ЗАДАНИЕ:
Определите все строки записей, в которых есть слово «locate», и перепишите каждую из них целиком. Регистр букв имеет значение.
-------- ФРАГМЕНТЫ ЗАПИСЕЙ
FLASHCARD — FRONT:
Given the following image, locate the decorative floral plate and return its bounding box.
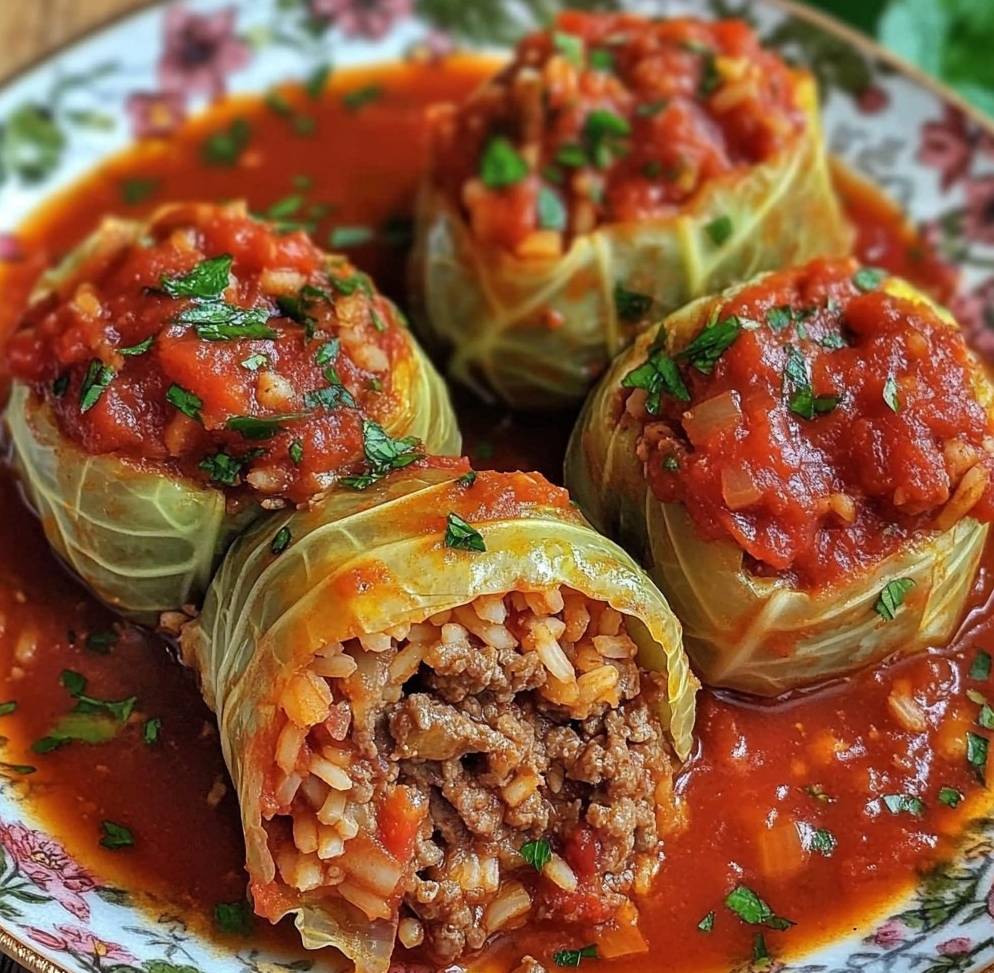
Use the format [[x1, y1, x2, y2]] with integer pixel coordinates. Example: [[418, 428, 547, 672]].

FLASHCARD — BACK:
[[0, 0, 994, 973]]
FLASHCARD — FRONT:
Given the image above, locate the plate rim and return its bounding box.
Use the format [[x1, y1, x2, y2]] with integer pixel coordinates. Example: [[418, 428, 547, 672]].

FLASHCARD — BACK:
[[0, 0, 994, 973]]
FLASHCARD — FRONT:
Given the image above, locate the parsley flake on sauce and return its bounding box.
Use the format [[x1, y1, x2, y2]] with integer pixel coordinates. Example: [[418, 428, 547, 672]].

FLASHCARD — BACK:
[[445, 513, 487, 552], [214, 902, 252, 936], [100, 821, 135, 851], [519, 838, 552, 872], [621, 351, 690, 415], [614, 281, 653, 321], [966, 731, 990, 784], [880, 794, 925, 818], [852, 267, 887, 294], [552, 944, 597, 966], [79, 358, 117, 412], [166, 384, 204, 422], [970, 649, 991, 680], [480, 135, 528, 189], [939, 787, 963, 807], [704, 215, 735, 247], [883, 374, 901, 412], [160, 253, 232, 301], [725, 885, 794, 930], [873, 578, 915, 622], [677, 314, 742, 375]]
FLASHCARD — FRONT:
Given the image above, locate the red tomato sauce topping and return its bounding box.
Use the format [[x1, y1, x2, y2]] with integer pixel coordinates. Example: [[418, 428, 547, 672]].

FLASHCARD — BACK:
[[624, 261, 994, 589], [434, 12, 804, 256], [8, 197, 410, 502]]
----------------
ОЖИДАЕМЫЙ ОТВЕТ:
Given the following image, locate the decorative floral plate and return its bounding box.
Given the image above, locate the plate rim and return its bounding box.
Given the image above, locate the parsley flake on sauce and return its bounding box.
Given the image above, locate the red tomato sauce topping and return its bounding box.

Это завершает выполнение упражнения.